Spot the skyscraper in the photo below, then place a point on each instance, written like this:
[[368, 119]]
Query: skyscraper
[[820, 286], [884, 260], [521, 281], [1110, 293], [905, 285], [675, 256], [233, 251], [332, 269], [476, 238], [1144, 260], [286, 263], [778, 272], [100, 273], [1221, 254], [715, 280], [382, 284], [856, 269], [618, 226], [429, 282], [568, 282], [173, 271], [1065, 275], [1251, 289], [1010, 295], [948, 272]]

* * *

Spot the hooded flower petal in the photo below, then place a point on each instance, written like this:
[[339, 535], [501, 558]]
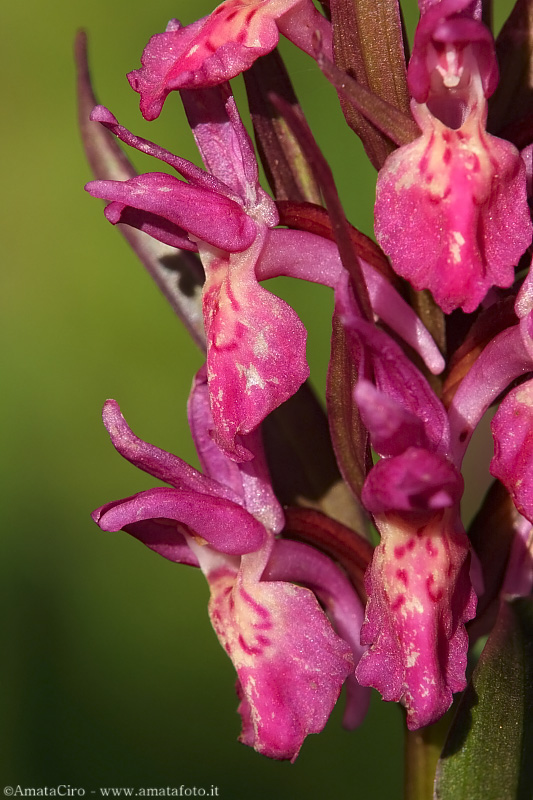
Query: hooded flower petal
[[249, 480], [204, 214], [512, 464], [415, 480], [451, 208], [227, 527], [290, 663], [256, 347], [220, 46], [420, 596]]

--

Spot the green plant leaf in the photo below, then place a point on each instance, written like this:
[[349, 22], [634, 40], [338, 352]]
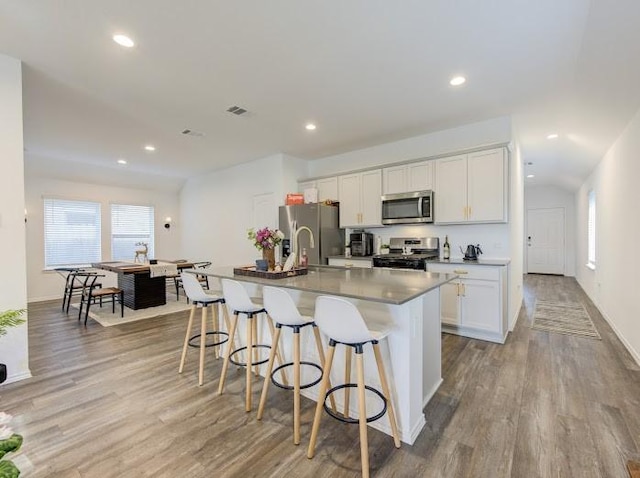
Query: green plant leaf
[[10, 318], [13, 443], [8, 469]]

TASK GOAL
Revise the data that opens with the line containing "Spot the green" and closes with the line containing "[[10, 318], [13, 443], [8, 469]]", both ends included, changing "green plant leaf" to "fern frond" and keeping everything else the same. Leave the pictures out of the answer.

EXPECTED ANSWER
Spot the fern frond in the photo below, then place a point on each instance, written like this:
[[349, 22], [634, 40], [338, 352]]
Query: fern frond
[[10, 318], [13, 443], [8, 469]]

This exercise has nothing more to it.